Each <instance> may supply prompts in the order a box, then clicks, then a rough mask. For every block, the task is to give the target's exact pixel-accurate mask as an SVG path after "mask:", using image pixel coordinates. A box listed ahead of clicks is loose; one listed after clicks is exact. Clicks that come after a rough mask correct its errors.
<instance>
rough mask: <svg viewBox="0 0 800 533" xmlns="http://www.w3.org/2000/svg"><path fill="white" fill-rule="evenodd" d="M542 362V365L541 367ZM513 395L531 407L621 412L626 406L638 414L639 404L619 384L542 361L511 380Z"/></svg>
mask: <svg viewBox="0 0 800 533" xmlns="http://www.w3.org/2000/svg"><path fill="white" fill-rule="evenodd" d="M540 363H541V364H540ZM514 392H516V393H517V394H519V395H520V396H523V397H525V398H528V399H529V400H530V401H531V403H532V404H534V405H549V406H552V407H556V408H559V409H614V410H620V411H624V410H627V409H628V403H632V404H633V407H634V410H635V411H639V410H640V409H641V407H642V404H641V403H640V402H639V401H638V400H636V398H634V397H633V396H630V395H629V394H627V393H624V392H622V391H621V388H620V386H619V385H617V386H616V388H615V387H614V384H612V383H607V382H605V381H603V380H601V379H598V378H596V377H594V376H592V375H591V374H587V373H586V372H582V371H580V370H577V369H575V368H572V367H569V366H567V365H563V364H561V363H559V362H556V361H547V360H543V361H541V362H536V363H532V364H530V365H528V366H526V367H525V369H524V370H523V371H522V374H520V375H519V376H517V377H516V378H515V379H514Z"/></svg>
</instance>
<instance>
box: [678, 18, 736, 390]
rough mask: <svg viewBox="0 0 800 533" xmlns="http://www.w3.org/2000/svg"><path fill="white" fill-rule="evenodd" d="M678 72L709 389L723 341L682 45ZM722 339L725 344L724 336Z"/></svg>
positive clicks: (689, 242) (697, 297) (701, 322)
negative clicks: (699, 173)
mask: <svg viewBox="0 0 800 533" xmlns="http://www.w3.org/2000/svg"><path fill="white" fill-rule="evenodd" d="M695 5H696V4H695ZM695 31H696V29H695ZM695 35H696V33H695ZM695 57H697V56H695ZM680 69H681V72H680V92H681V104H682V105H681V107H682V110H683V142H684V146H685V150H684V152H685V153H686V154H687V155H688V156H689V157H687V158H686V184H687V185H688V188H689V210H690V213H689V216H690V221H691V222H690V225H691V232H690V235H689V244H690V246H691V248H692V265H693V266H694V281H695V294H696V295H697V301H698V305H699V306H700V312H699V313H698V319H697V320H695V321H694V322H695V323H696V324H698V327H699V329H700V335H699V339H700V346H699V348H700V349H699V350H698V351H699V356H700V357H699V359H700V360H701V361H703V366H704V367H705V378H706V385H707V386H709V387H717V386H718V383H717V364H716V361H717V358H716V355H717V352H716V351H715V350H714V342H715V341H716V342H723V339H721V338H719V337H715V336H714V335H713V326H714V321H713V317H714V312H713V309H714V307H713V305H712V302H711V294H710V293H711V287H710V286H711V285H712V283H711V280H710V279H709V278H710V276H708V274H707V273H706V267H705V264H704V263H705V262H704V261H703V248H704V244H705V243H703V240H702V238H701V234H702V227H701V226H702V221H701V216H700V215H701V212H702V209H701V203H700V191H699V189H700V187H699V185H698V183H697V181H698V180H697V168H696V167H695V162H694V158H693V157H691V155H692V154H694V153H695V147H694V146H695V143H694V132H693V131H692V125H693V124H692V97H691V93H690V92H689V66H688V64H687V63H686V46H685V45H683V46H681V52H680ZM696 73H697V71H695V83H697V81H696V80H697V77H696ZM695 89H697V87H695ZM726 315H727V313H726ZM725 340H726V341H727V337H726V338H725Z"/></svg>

***

> _WHAT NEEDS TO BE DONE_: Put the lines of the records into a JSON list of strings, one string per line and no blank lines, starting at the line that contains "</instance>" and ending at the line that contains "positive clicks: (689, 242)".

> _THE ANSWER_:
[
  "</instance>",
  "<instance>",
  "box: [678, 18, 736, 390]",
  "rough mask: <svg viewBox=\"0 0 800 533\" xmlns=\"http://www.w3.org/2000/svg\"><path fill=\"white\" fill-rule=\"evenodd\" d=\"M678 72L709 389L723 341L682 45ZM722 339L725 344L724 336Z\"/></svg>",
  "positive clicks: (689, 242) (697, 297) (701, 322)"
]